> WHAT THIS TASK INVOLVES: The answer must be an exact copy of every record.

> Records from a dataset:
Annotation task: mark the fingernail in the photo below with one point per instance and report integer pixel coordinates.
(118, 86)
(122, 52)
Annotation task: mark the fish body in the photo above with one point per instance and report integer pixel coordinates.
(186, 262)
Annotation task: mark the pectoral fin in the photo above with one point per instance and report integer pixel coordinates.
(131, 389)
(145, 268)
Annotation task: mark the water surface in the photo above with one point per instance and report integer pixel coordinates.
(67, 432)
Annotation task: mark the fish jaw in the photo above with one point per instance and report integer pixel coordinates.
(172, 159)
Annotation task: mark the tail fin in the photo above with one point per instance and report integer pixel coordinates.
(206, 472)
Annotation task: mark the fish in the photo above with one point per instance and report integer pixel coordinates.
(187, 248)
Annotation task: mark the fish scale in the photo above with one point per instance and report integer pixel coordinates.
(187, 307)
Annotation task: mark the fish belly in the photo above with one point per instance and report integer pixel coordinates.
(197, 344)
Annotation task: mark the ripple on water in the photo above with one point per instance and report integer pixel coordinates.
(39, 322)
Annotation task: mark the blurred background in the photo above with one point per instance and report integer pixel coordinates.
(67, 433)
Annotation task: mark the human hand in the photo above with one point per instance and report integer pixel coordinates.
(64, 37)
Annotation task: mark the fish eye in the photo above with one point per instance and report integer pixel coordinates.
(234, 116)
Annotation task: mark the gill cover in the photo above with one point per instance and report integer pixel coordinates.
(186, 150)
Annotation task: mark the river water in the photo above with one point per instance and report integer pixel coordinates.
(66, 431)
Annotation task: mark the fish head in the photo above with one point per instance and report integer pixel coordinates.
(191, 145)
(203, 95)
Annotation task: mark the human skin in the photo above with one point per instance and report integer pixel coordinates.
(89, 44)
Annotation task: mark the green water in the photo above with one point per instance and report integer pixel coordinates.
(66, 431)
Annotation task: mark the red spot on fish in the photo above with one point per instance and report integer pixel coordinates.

> TASK RESULT:
Annotation task: mark the fingernail in the photo below with one point per instance and report integer pixel coordinates.
(118, 86)
(122, 52)
Annotation task: mark the fish body in the photo above with one point per instance and report integer pixel coordinates.
(186, 262)
Annotation task: mark the pectoral fin in the photo above with one point per instance and report integer pixel coordinates.
(131, 389)
(145, 268)
Annotation task: mark the water surface in the photo above with one point per instance and report integer pixel coordinates.
(67, 432)
Annotation task: mark the fish jaw in the photo above with one point per instance and report integer pixel coordinates.
(172, 159)
Annotation task: mark the tail fin in the photo above with one point per instance and report integer pixel coordinates.
(206, 472)
Annotation task: mark the fish in the photo above with one point per instance and report integer pixel coordinates.
(187, 248)
Annotation task: mark the fish scale in the photo above with one point per instance and report integer pixel coordinates.
(187, 307)
Annotation task: mark the fish belly in the photo above with one point per instance and report integer pixel coordinates.
(197, 344)
Annotation task: mark the ripple on water in the photo above with one point per instance and report integer pixel coordinates.
(39, 322)
Annotation task: mark the blurred background in the photo above with one point per instance and report integer pixel coordinates.
(67, 433)
Annotation task: mark the human hand in the photo above with one point per instance and report integer pixel coordinates.
(64, 37)
Annotation task: mark the fish eye in the photo above with one point per instance and report integer pixel coordinates.
(234, 116)
Annotation task: mark the gill cover in the photo above with one point per instance and report integer pixel coordinates.
(186, 150)
Annotation task: mark the river water in the photo above with one point per instance and report integer pixel coordinates.
(66, 431)
Annotation task: mark the fish head in the photo above with one point per instance and report integer pixel coordinates.
(191, 145)
(203, 95)
Annotation task: mark the human skin in the photo above with one point per instance and report integer pixel coordinates.
(89, 44)
Annotation task: mark the green water in the photo above with one point per instance and report integer pixel coordinates.
(66, 431)
Annotation task: mark the red spot on fish in the photo above with one point per instance and report integer pixel coordinates.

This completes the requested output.